**What is being asked**
List every news organization that the article below on the black box recorders cites as a source.

** START OF Document **

According to BBC, both black boxes were found, but only one was removed from the ocean. As expected, the recorders were found under the wing of the plane. The second box is currently trapped at 32 meters beneath heavy wreckage. Indonesian officials are hopeful the recorders will help confirm previous investigations about the flight’s demise on Dec. 28, killing all 162 people on board.

Speaking in Jakarta, the head of Indonesia’s search and rescue agency Bambang Soelistyo told reporters: “I received information from the National Transport Safety Committee chief that at 07:11 (00:11 GMT), we succeeded in bringing up part of the black box that we call the flight data recorder.”

The two recorders, usually housed inside the rear part of the plane, are designed to survive a crash and being submerged in water. They contain underwater locator beacons which emit so-called “pings” for at least 30 days.

Supriyadi, operations co-ordinator for Indonesia’s search and rescue agency, said that based on initial analysis of the wreckage, the plane could have “exploded” upon landing on the water.

“The cabin was pressurised and before the pressure of the cabin could be adjusted, it went down – boom. That explosion was heard in the area,” he was quoted as saying by AFP news agency.

However an investigator at the National Transportation, Santoso Sayogo, later told Reuters there was “no data to support that kind of theory.”

France’s air safety agency BEA is expected to help with the analysis of the recordings. While early results of the entire investigation can take up to a month, a more detailed report should be completed in a year.

** END OF Document **
** START OF Dataset entries **

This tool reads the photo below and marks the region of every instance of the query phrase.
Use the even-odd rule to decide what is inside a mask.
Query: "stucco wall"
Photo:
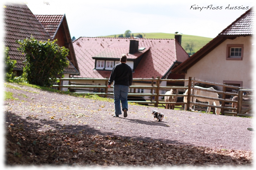
[[[252,88],[252,39],[247,36],[226,40],[188,70],[185,78],[195,77],[221,83],[224,80],[241,81],[243,87]],[[229,44],[244,44],[242,60],[226,60],[227,45]],[[185,82],[185,85],[187,85]]]

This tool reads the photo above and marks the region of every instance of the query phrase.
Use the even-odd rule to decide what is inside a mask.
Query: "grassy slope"
[[[133,35],[135,36],[138,33],[141,34],[143,36],[143,38],[144,34],[142,33],[132,33],[133,34]],[[154,38],[157,39],[173,39],[174,38],[174,34],[163,33],[144,33],[145,35],[145,37],[147,38]],[[120,34],[115,35],[116,37],[118,37],[118,35]],[[123,34],[123,35],[124,35],[124,34]],[[115,35],[108,35],[107,36],[104,36],[105,37],[115,37]],[[102,36],[101,36],[102,37]],[[195,36],[194,35],[189,35],[182,34],[181,38],[181,46],[183,48],[185,48],[185,47],[187,43],[189,43],[192,41],[193,42],[195,45],[195,47],[194,50],[191,52],[191,53],[194,53],[199,50],[201,48],[204,47],[205,45],[212,40],[212,39],[210,38],[204,37],[200,37],[199,36]],[[189,52],[189,51],[186,50],[188,53]]]

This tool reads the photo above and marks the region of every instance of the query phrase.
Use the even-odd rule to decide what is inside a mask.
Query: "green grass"
[[[132,33],[131,34],[133,34],[133,35],[135,36],[138,34],[140,34],[144,38],[144,34],[142,33]],[[156,39],[173,39],[174,38],[175,34],[152,33],[144,33],[145,36],[145,37],[146,38],[153,38]],[[124,34],[123,34],[123,35]],[[120,34],[116,35],[116,37],[118,37]],[[195,44],[195,47],[194,50],[191,51],[191,54],[196,53],[202,47],[204,47],[206,44],[212,40],[213,39],[210,38],[204,37],[199,36],[195,36],[194,35],[189,35],[182,34],[181,38],[181,46],[185,49],[185,47],[187,43],[190,43],[193,42]],[[111,35],[107,36],[99,36],[99,37],[114,37],[115,35]],[[190,52],[189,50],[186,50],[186,52],[188,53]]]
[[[20,87],[18,87],[12,85],[8,84],[8,82],[11,82],[16,84],[18,85],[26,86],[28,87],[31,87],[34,88],[37,88],[44,90],[49,91],[53,92],[55,92],[60,94],[64,94],[66,95],[69,95],[75,97],[81,97],[83,98],[86,98],[93,99],[95,100],[98,100],[100,101],[109,101],[110,102],[114,102],[114,100],[108,98],[102,98],[99,97],[98,95],[96,94],[82,94],[77,93],[74,93],[70,92],[64,92],[63,91],[60,91],[58,90],[53,89],[50,87],[42,87],[39,85],[31,85],[29,84],[23,82],[20,82],[19,80],[15,79],[8,79],[7,80],[7,82],[4,83],[4,86],[6,87],[11,88],[14,88],[18,90],[24,90]],[[38,92],[33,92],[30,91],[28,91],[36,93],[38,93]],[[13,99],[13,100],[17,100],[17,99],[14,98],[13,97],[13,93],[11,92],[5,92],[5,100],[7,100],[8,99]],[[22,96],[22,97],[24,98],[27,97],[26,95],[24,95]]]
[[[13,97],[13,93],[12,92],[4,92],[4,100],[17,100],[18,99]]]

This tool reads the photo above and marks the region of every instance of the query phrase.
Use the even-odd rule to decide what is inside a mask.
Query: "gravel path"
[[[4,101],[5,125],[19,124],[28,130],[115,135],[145,141],[211,148],[252,151],[253,119],[129,106],[128,116],[113,117],[114,102],[78,98],[6,83],[16,100]],[[164,115],[153,120],[156,109]]]

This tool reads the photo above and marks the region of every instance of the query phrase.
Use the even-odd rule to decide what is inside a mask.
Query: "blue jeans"
[[[120,100],[122,104],[123,111],[124,108],[128,110],[128,102],[127,96],[129,91],[129,87],[126,85],[114,85],[113,87],[114,92],[115,112],[116,115],[122,114]]]

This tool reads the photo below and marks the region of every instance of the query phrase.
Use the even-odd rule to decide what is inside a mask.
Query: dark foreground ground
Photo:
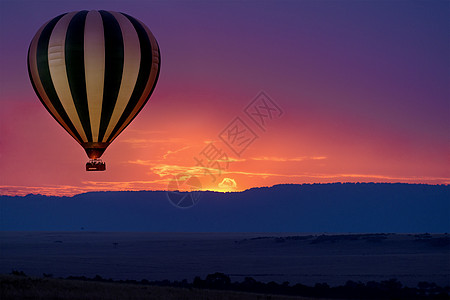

** END OF Dataset entries **

**Result of the exercise**
BBC, AFP news agency, Reuters